Exercise passage:
☆ ☆ ☆

Park in Melbourne, Florida, United States

Wickham Park is a public county park located at 2500 Parkway Drive, Melbourne, Florida. It contains diverse recreational facilities and amenities, including campgrounds, disc golf course, equestrian facilities, archery range, off-leash dog park, bicycle/jogging roadway, nature trails, exercise trails, ball fields, an event pavilion, picnic pavilions, playground, and swimming lakes. It has the Wickham Park Community Center at 2815 Leisure Way.

==Events==
Archery lessons and 3D archery competitions are hosted monthly. Target and field archery shoots are held nearly every other month.

Several annual events are held. In the past, these have included the Space Coast Lightfest, Oktoberfest, the Vietnam Veterans Memorial, Indiafest, Renaissance Fair, and the Strawberry Festival to benefit Habitat for Humanity.

☆ ☆ ☆

Record extracts:
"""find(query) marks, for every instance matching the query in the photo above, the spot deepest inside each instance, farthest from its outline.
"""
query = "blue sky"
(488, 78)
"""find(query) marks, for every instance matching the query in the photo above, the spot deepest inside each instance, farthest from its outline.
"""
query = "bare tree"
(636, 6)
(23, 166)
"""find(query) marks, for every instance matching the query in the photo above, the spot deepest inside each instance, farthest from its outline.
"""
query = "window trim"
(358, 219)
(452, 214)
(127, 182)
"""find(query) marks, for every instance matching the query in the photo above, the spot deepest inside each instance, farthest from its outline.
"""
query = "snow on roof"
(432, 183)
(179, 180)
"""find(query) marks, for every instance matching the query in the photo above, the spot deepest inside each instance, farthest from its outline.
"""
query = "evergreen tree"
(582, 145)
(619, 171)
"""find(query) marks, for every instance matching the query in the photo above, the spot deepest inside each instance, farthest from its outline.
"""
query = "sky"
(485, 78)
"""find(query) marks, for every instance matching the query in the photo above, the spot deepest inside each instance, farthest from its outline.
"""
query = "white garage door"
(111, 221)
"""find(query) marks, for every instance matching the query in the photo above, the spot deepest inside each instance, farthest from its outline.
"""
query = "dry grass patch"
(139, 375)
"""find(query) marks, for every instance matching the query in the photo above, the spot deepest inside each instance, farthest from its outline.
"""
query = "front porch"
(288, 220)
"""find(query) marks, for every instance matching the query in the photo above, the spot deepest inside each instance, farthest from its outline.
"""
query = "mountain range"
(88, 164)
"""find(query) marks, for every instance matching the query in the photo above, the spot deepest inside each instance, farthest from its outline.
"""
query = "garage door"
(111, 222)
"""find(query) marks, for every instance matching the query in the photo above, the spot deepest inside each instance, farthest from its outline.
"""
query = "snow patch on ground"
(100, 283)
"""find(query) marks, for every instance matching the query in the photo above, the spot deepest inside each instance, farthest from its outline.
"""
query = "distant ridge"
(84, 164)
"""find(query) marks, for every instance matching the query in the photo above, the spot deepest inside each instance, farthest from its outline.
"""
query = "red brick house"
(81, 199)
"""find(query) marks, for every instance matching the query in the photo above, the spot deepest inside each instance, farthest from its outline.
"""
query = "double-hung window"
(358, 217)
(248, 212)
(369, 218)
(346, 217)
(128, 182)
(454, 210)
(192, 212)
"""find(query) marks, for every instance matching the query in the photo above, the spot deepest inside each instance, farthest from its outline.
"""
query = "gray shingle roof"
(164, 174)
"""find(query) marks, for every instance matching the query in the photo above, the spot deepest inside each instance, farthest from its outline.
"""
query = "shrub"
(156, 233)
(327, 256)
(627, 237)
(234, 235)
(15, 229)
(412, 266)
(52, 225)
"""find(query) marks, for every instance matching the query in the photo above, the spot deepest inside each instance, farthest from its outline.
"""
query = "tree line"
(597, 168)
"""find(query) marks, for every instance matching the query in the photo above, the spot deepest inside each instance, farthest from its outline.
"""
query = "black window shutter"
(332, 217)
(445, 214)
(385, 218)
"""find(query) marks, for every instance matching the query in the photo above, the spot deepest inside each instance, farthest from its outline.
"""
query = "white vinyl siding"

☆ ☆ ☆

Required tasks:
a - Rewrite the portion of the Wickham Park text that starts with "Wickham Park is" and ends with "Habitat for Humanity.", replacing "swimming lakes" with "swimming ponds".
b - Extend the Wickham Park text with a few sentences that pick up after its final one.

Responses for each task:
a -
Wickham Park is a public county park located at 2500 Parkway Drive, Melbourne, Florida. It contains diverse recreational facilities and amenities, including campgrounds, disc golf course, equestrian facilities, archery range, off-leash dog park, bicycle/jogging roadway, nature trails, exercise trails, ball fields, an event pavilion, picnic pavilions, playground, and swimming ponds. It has the Wickham Park Community Center at 2815 Leisure Way.

==Events==
Archery lessons and 3D archery competitions are hosted monthly. Target and field archery shoots are held nearly every other month.

Several annual events are held. In the past, these have included the Space Coast Lightfest, Oktoberfest, the Vietnam Veterans Memorial, Indiafest, Renaissance Fair, and the Strawberry Festival to benefit Habitat for Humanity.

b -
In 2009, 19,000 people attended the County Fair over a ten-day period.

Runaway Country was held at Wickham Park up until 2015. Performers such as Alan Jackson, Miranda Lambert, Randy Travis, Big & Rich, and Kellie Pickler have played at this outdoor country music festival. There were an estimated 30,000 paid attendees over a 3-day weekend in 2015.

Movies in the park are shown throughout the year.

==Geography==
The park is bounded on the east by Croton Road, the north by Post Road and Eastern Florida State College, on the west by Wickham Road, and on the south by Parkway Drive. It contains two ponds.